## EXERCISE
Select every line in the items below that contains the string "dirt", treating case as significant, and copy each of those lines.

(Saved data entries)
──────────
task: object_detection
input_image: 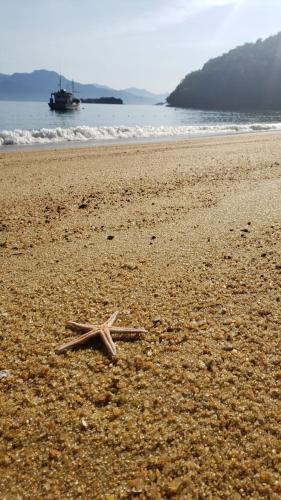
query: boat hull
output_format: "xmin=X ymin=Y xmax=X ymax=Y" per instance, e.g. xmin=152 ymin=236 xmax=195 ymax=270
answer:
xmin=48 ymin=102 xmax=80 ymax=111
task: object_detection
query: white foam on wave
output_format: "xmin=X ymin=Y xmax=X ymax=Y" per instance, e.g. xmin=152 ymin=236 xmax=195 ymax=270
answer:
xmin=0 ymin=123 xmax=281 ymax=146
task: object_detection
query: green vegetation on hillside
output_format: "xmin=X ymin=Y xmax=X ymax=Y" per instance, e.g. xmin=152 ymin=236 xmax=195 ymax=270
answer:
xmin=167 ymin=32 xmax=281 ymax=110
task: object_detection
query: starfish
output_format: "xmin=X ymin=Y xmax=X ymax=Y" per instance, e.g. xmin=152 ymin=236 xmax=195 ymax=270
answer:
xmin=56 ymin=312 xmax=146 ymax=356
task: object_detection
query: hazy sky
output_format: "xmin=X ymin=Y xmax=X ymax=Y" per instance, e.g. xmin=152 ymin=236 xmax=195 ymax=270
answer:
xmin=0 ymin=0 xmax=281 ymax=92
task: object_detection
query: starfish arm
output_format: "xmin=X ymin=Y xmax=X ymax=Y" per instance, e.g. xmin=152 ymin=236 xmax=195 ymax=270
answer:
xmin=56 ymin=330 xmax=100 ymax=354
xmin=66 ymin=321 xmax=94 ymax=332
xmin=109 ymin=326 xmax=147 ymax=333
xmin=105 ymin=311 xmax=118 ymax=326
xmin=101 ymin=328 xmax=117 ymax=356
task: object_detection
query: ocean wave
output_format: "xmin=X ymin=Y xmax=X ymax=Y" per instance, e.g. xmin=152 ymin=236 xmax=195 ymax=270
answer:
xmin=0 ymin=123 xmax=281 ymax=146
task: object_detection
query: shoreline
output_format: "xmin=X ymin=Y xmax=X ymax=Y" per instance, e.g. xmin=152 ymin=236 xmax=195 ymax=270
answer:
xmin=0 ymin=130 xmax=281 ymax=154
xmin=0 ymin=132 xmax=281 ymax=500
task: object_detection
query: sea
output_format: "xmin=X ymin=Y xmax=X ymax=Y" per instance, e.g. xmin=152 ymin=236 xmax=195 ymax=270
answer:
xmin=0 ymin=101 xmax=281 ymax=151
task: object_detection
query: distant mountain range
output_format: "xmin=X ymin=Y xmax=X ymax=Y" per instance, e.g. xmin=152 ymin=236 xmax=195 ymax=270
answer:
xmin=0 ymin=69 xmax=168 ymax=104
xmin=167 ymin=33 xmax=281 ymax=110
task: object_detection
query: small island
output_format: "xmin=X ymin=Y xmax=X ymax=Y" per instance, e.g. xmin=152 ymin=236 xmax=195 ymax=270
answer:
xmin=81 ymin=97 xmax=123 ymax=104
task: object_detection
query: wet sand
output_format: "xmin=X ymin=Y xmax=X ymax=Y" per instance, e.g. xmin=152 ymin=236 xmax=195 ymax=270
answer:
xmin=0 ymin=134 xmax=281 ymax=500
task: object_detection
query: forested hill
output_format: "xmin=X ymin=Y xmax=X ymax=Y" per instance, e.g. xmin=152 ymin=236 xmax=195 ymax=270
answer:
xmin=167 ymin=32 xmax=281 ymax=110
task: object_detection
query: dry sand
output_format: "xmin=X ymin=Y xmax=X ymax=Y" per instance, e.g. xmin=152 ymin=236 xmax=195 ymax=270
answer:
xmin=0 ymin=135 xmax=281 ymax=500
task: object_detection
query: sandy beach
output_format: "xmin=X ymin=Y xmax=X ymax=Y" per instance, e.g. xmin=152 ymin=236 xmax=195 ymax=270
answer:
xmin=0 ymin=134 xmax=281 ymax=500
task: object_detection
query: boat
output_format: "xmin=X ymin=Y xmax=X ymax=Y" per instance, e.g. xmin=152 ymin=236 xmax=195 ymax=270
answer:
xmin=48 ymin=77 xmax=80 ymax=111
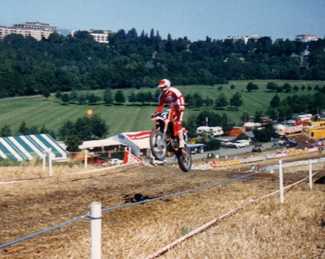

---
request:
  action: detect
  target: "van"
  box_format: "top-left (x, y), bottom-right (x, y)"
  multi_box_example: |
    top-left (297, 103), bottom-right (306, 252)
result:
top-left (196, 126), bottom-right (224, 137)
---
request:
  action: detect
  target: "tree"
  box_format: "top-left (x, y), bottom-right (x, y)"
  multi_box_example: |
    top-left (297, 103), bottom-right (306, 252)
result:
top-left (246, 82), bottom-right (258, 92)
top-left (254, 111), bottom-right (263, 122)
top-left (90, 114), bottom-right (108, 138)
top-left (86, 93), bottom-right (100, 104)
top-left (282, 83), bottom-right (292, 93)
top-left (193, 93), bottom-right (204, 108)
top-left (270, 94), bottom-right (280, 108)
top-left (61, 94), bottom-right (70, 104)
top-left (215, 93), bottom-right (228, 109)
top-left (230, 92), bottom-right (243, 108)
top-left (266, 82), bottom-right (278, 92)
top-left (114, 90), bottom-right (125, 104)
top-left (103, 87), bottom-right (114, 105)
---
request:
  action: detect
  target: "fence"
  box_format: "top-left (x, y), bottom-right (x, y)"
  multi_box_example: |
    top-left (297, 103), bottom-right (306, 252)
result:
top-left (0, 158), bottom-right (325, 259)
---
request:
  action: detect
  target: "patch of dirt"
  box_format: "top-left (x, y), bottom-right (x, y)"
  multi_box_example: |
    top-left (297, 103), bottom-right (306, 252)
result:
top-left (0, 155), bottom-right (325, 258)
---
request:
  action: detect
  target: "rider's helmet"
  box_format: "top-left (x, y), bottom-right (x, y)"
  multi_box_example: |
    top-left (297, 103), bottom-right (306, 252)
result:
top-left (158, 79), bottom-right (171, 93)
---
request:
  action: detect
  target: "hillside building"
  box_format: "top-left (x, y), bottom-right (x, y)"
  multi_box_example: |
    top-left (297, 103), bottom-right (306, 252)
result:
top-left (70, 29), bottom-right (112, 43)
top-left (227, 35), bottom-right (260, 44)
top-left (0, 22), bottom-right (57, 41)
top-left (296, 34), bottom-right (319, 42)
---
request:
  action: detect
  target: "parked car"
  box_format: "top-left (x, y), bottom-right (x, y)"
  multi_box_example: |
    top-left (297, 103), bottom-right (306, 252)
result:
top-left (252, 144), bottom-right (263, 152)
top-left (220, 139), bottom-right (234, 147)
top-left (95, 159), bottom-right (109, 166)
top-left (109, 158), bottom-right (123, 165)
top-left (235, 139), bottom-right (250, 148)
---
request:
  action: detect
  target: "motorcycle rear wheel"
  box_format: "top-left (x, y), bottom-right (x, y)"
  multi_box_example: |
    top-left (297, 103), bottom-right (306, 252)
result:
top-left (150, 129), bottom-right (166, 161)
top-left (176, 145), bottom-right (192, 173)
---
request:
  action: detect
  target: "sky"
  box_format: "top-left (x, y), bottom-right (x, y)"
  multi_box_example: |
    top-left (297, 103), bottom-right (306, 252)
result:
top-left (0, 0), bottom-right (325, 41)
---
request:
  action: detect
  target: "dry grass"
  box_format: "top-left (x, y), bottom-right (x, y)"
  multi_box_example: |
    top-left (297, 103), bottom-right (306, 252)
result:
top-left (0, 155), bottom-right (325, 258)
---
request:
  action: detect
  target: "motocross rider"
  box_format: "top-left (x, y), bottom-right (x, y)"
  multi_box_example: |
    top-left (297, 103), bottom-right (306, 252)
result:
top-left (156, 79), bottom-right (185, 148)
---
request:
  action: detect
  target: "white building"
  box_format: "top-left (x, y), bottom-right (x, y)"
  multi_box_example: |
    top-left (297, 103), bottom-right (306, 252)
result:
top-left (0, 22), bottom-right (57, 41)
top-left (70, 29), bottom-right (112, 43)
top-left (296, 34), bottom-right (319, 42)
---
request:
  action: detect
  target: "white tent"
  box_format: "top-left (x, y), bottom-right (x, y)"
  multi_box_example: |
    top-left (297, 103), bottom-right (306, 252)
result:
top-left (112, 130), bottom-right (151, 156)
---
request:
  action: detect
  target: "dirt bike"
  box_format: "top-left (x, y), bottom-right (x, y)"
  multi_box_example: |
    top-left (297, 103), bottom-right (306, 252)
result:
top-left (150, 109), bottom-right (192, 172)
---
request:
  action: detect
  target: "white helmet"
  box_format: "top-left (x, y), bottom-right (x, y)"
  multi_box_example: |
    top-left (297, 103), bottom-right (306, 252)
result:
top-left (158, 79), bottom-right (171, 92)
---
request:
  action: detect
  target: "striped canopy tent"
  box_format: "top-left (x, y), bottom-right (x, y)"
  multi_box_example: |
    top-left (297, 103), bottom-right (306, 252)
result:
──────────
## FINAL RESULT
  target: "patch of dirt"
  target: "dirt bike"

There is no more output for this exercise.